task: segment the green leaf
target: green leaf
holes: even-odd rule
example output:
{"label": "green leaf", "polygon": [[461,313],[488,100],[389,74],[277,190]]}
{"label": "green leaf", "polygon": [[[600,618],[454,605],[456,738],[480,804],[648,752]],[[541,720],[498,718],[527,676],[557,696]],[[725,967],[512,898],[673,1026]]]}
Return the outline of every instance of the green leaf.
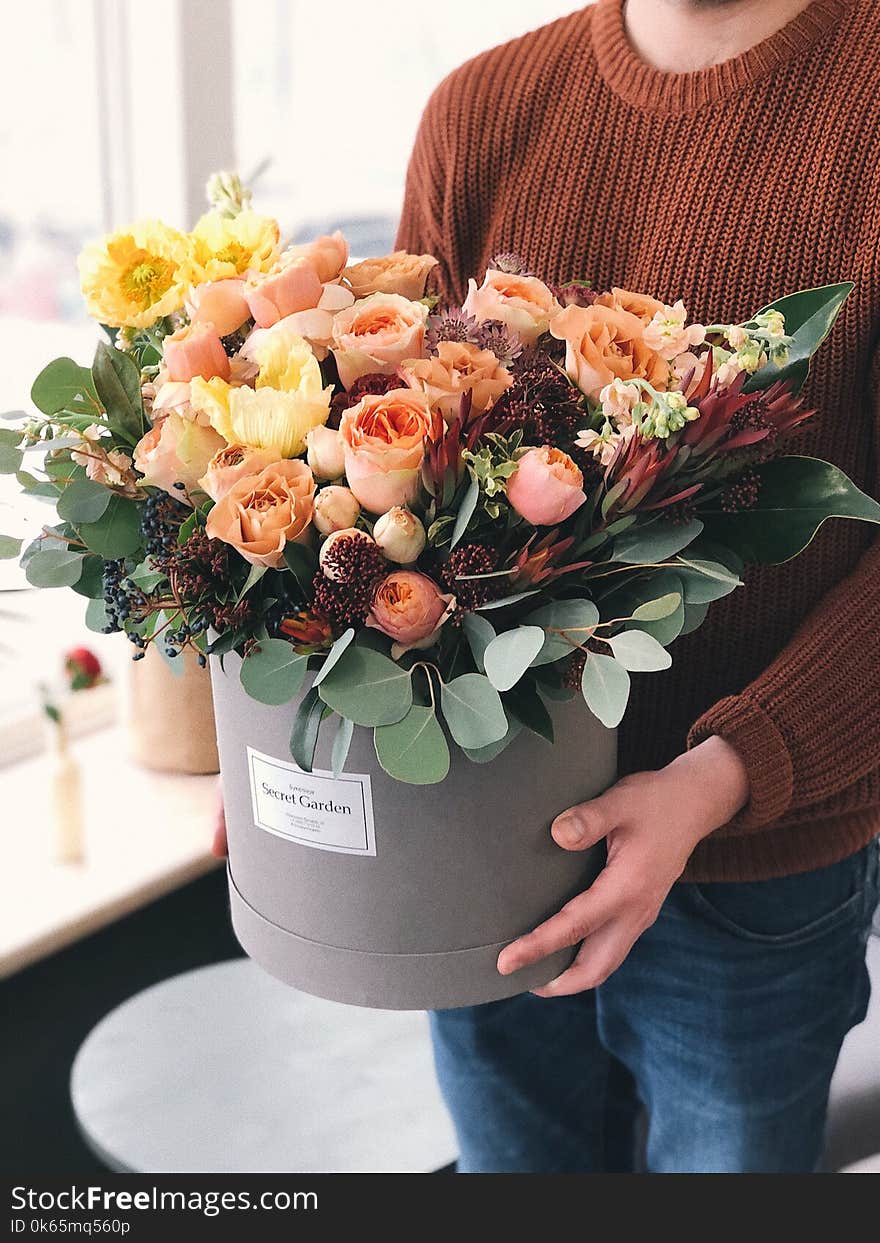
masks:
{"label": "green leaf", "polygon": [[92,373],[72,358],[55,358],[43,368],[31,387],[31,401],[43,414],[69,408],[80,414],[101,412]]}
{"label": "green leaf", "polygon": [[198,525],[199,511],[194,509],[190,516],[188,518],[184,518],[183,522],[180,524],[180,529],[177,532],[178,545],[185,544]]}
{"label": "green leaf", "polygon": [[138,507],[133,501],[113,495],[103,516],[97,522],[84,522],[79,533],[92,552],[96,552],[105,561],[130,557],[141,546]]}
{"label": "green leaf", "polygon": [[528,600],[529,596],[536,596],[538,589],[532,591],[518,591],[516,595],[505,596],[503,600],[490,600],[488,604],[481,604],[477,610],[479,613],[488,613],[492,609],[506,609],[509,604],[519,604],[521,600]]}
{"label": "green leaf", "polygon": [[503,702],[510,716],[519,721],[520,725],[524,725],[540,738],[553,742],[553,718],[530,678],[507,691]]}
{"label": "green leaf", "polygon": [[465,755],[474,764],[489,764],[496,759],[502,751],[506,751],[510,744],[519,734],[522,733],[522,725],[519,721],[511,721],[507,727],[507,733],[498,742],[490,742],[488,747],[478,747],[471,750],[468,747],[462,747]]}
{"label": "green leaf", "polygon": [[486,677],[498,691],[515,686],[544,646],[540,626],[517,626],[497,635],[483,653]]}
{"label": "green leaf", "polygon": [[72,587],[82,573],[84,560],[80,553],[66,548],[47,548],[33,554],[25,577],[32,587]]}
{"label": "green leaf", "polygon": [[327,653],[326,657],[324,658],[323,665],[321,666],[321,668],[318,670],[317,674],[315,675],[315,680],[312,683],[312,686],[321,685],[321,683],[326,678],[327,674],[330,672],[330,670],[333,668],[336,662],[340,659],[340,657],[342,656],[342,653],[348,647],[349,643],[351,643],[353,638],[354,638],[354,629],[351,626],[349,626],[348,630],[344,631],[339,636],[339,638],[336,640],[336,642],[333,644],[333,646],[330,648],[330,651]]}
{"label": "green leaf", "polygon": [[436,785],[449,772],[449,745],[433,708],[413,704],[402,720],[373,731],[379,763],[409,785]]}
{"label": "green leaf", "polygon": [[0,561],[13,561],[20,556],[21,543],[13,535],[0,535]]}
{"label": "green leaf", "polygon": [[668,561],[693,543],[702,530],[699,518],[680,524],[652,522],[650,526],[619,535],[614,541],[612,560],[623,561],[627,565],[655,565],[658,561]]}
{"label": "green leaf", "polygon": [[742,586],[738,575],[717,561],[682,558],[677,573],[684,584],[686,604],[710,604]]}
{"label": "green leaf", "polygon": [[269,567],[265,565],[252,565],[251,566],[251,568],[248,570],[248,576],[244,580],[244,586],[242,587],[241,591],[238,593],[238,595],[235,598],[236,604],[240,600],[243,600],[245,598],[247,593],[250,591],[251,587],[256,587],[257,583],[266,573],[266,570],[268,568]]}
{"label": "green leaf", "polygon": [[113,493],[91,479],[74,479],[58,498],[58,517],[66,522],[97,522],[106,511]]}
{"label": "green leaf", "polygon": [[4,410],[3,413],[0,414],[0,419],[18,420],[18,419],[26,419],[26,418],[27,418],[26,410]]}
{"label": "green leaf", "polygon": [[507,733],[501,696],[480,673],[464,673],[443,683],[440,703],[449,732],[460,747],[475,751],[500,741]]}
{"label": "green leaf", "polygon": [[706,620],[706,614],[709,612],[708,604],[687,604],[684,610],[684,622],[680,633],[682,635],[690,634],[692,630],[699,630],[703,622]]}
{"label": "green leaf", "polygon": [[310,773],[315,759],[315,747],[324,719],[324,705],[314,686],[303,696],[290,731],[290,754],[303,772]]}
{"label": "green leaf", "polygon": [[262,639],[241,662],[239,677],[251,699],[261,704],[286,704],[302,687],[309,663],[284,639]]}
{"label": "green leaf", "polygon": [[0,444],[0,475],[14,475],[21,469],[24,453],[15,445]]}
{"label": "green leaf", "polygon": [[15,473],[16,483],[21,487],[23,492],[28,496],[38,496],[44,499],[55,500],[59,495],[59,488],[56,484],[51,483],[48,479],[37,479],[30,471],[19,470]]}
{"label": "green leaf", "polygon": [[480,499],[480,485],[476,479],[471,478],[468,484],[468,490],[462,498],[461,508],[458,511],[458,517],[455,520],[455,526],[452,528],[452,540],[449,547],[454,548],[461,537],[467,530],[467,525],[474,516],[474,510],[477,508],[477,501]]}
{"label": "green leaf", "polygon": [[680,604],[681,595],[677,591],[670,591],[665,596],[658,596],[656,600],[646,600],[644,604],[633,609],[633,621],[661,621],[664,617],[671,617]]}
{"label": "green leaf", "polygon": [[483,656],[485,655],[486,648],[495,638],[495,627],[485,617],[480,617],[479,613],[465,613],[461,621],[461,628],[471,649],[474,664],[480,673],[485,673],[486,666],[483,663]]}
{"label": "green leaf", "polygon": [[834,327],[834,321],[853,289],[852,281],[842,281],[839,285],[802,289],[799,293],[787,294],[761,307],[758,315],[765,311],[781,311],[785,316],[785,331],[794,339],[787,361],[781,367],[773,362],[762,367],[747,381],[746,392],[767,388],[777,380],[787,380],[792,391],[799,392],[807,378],[810,358]]}
{"label": "green leaf", "polygon": [[[544,645],[532,661],[533,665],[547,665],[563,656],[570,656],[576,647],[586,643],[592,627],[599,620],[599,610],[592,600],[557,600],[536,609],[525,619],[529,626],[542,630],[561,630],[563,634],[545,634]],[[568,637],[566,637],[566,635]]]}
{"label": "green leaf", "polygon": [[339,728],[333,739],[333,750],[330,753],[330,764],[334,777],[338,777],[345,768],[345,761],[348,759],[353,734],[354,721],[350,721],[347,716],[341,716],[339,718]]}
{"label": "green leaf", "polygon": [[608,729],[623,720],[629,701],[629,674],[613,656],[590,652],[581,677],[587,707]]}
{"label": "green leaf", "polygon": [[24,431],[20,427],[0,427],[0,445],[16,445],[21,444]]}
{"label": "green leaf", "polygon": [[614,659],[631,673],[654,673],[672,664],[666,648],[644,630],[622,630],[608,642]]}
{"label": "green leaf", "polygon": [[154,570],[149,558],[133,569],[128,577],[136,587],[140,588],[145,596],[155,591],[159,584],[165,580],[165,574],[161,570]]}
{"label": "green leaf", "polygon": [[410,671],[381,652],[351,644],[323,679],[318,693],[355,725],[392,725],[413,701]]}
{"label": "green leaf", "polygon": [[124,439],[137,444],[147,430],[137,364],[122,350],[99,341],[92,363],[92,379],[107,412],[108,423]]}
{"label": "green leaf", "polygon": [[296,579],[304,599],[311,599],[312,579],[318,568],[318,559],[310,548],[304,544],[287,543],[284,545],[284,564]]}
{"label": "green leaf", "polygon": [[100,600],[104,595],[104,562],[100,557],[87,555],[83,557],[82,573],[73,584],[78,595],[87,596],[90,600]]}
{"label": "green leaf", "polygon": [[107,616],[107,605],[103,600],[89,600],[86,605],[86,627],[95,634],[103,634],[104,627],[110,619]]}
{"label": "green leaf", "polygon": [[790,561],[828,518],[880,523],[880,505],[830,462],[781,457],[759,466],[758,474],[761,487],[751,509],[707,516],[711,537],[745,561]]}

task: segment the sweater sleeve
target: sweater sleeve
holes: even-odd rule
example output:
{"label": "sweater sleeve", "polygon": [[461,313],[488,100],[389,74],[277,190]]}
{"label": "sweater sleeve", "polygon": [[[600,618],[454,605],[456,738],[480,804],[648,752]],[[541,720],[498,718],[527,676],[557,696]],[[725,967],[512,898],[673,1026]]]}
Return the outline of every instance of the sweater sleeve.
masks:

§ What the exercise asks
The line with "Return the outline of every instance of the green" marks the end; reproduce exactly every line from the start of the entries up to it, that line included.

§ Written reply
task: segment the green leaf
target: green leaf
holes: even-odd rule
example output:
{"label": "green leaf", "polygon": [[461,313],[488,100],[389,74],[277,190]]}
{"label": "green leaf", "polygon": [[[600,618],[454,605],[456,738],[480,804],[648,752]],[[541,720],[498,718],[527,676],[557,696]],[[725,967],[512,898],[673,1026]]]}
Return the outline of every instance of the green leaf.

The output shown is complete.